Stored items

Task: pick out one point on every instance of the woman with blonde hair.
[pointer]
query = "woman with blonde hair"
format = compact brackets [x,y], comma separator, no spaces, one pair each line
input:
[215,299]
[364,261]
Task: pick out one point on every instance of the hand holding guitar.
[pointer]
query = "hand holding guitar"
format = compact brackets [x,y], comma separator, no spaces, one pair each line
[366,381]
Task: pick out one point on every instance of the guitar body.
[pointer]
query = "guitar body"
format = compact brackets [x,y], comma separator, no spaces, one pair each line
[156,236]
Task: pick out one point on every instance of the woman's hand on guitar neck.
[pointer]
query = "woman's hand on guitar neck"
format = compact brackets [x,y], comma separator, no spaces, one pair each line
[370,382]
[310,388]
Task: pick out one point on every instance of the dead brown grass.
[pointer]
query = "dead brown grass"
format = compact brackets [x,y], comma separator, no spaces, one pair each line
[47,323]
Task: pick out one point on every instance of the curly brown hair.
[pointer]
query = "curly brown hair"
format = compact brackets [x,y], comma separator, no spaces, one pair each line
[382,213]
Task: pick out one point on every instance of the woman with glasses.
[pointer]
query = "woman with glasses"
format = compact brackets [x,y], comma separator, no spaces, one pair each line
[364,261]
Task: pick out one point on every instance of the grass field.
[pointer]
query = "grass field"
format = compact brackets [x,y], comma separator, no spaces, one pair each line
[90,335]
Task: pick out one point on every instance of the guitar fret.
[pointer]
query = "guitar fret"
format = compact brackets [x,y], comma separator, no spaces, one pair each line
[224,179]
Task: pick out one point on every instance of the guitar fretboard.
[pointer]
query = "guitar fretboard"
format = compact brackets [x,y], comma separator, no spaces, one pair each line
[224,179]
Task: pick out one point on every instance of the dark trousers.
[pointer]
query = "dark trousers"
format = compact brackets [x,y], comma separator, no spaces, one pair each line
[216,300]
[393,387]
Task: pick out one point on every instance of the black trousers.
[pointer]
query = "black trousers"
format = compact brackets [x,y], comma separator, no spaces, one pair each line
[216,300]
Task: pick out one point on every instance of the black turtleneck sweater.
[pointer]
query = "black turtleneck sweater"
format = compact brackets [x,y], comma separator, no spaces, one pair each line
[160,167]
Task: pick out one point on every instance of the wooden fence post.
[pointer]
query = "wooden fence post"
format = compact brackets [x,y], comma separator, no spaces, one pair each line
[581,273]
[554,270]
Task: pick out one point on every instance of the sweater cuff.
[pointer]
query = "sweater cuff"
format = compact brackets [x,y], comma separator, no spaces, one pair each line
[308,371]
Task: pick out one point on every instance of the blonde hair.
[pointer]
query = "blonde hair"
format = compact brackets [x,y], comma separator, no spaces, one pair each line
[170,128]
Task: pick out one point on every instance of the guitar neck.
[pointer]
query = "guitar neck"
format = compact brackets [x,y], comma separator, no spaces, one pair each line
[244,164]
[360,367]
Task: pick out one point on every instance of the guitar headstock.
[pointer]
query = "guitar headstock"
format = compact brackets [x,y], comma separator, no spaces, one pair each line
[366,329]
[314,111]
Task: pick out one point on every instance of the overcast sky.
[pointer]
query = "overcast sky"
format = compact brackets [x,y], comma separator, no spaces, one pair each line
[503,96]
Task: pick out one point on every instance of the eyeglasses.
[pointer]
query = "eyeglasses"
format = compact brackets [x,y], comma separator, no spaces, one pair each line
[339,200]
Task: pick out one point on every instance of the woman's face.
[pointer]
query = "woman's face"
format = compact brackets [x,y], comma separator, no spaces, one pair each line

Description of the task
What is needed is a word-for-word restatement of every line from the one with "the guitar headstock." to the end of the entries above.

Answer space
Task: pick out one point on every instance of the guitar headstock.
[pointer]
query = "guitar headstock"
format = compact brackets [x,y], comma separator, no spaces, one pair each line
[366,329]
[314,111]
Task: pick out one point on every instance of the overcast sky.
[pointer]
query = "overcast sky"
format = compact brackets [x,y], comma separator, no spaces, one pair each line
[503,96]
Task: pick out one point on every instance of the eyeglasses.
[pointer]
query = "eyeglasses"
format = compact brackets [x,y], comma separator, no spaces, one pair each line
[339,200]
Task: pick out one point on every instance of the woman's face.
[pointer]
query = "woman's face"
format = compact brackets [x,y], comma separator, no spaces, one pair each line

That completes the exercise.